### Instructions for the task
Exact copies of all the lines below are needed, without the pictures.
The data Block Start
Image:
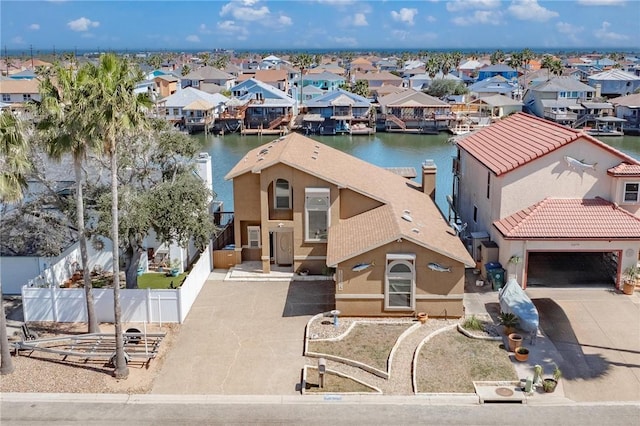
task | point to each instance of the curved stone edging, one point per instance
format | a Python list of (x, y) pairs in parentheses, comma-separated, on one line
[(464, 331), (414, 379), (338, 373), (399, 340)]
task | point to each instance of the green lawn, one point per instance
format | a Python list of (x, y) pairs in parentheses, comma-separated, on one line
[(156, 280)]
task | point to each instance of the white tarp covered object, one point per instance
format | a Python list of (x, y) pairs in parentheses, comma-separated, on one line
The data Block End
### Exercise response
Image:
task | point to each instance of the curved stone edging, one point per instance
format | a Python list of (x, y) pairs in parentheses, comma-separated, on one line
[(464, 331), (414, 379), (338, 373), (399, 340)]
task | point to each instance of the green lawn, one point per instance
format | a Python list of (x, y) pairs in parentheses, comma-separated, on one line
[(156, 280)]
task | point to each instance of the white tarp covered object, one point per instance
format | a Python list of (x, y) pairs in parentheses, comma-separated, on one line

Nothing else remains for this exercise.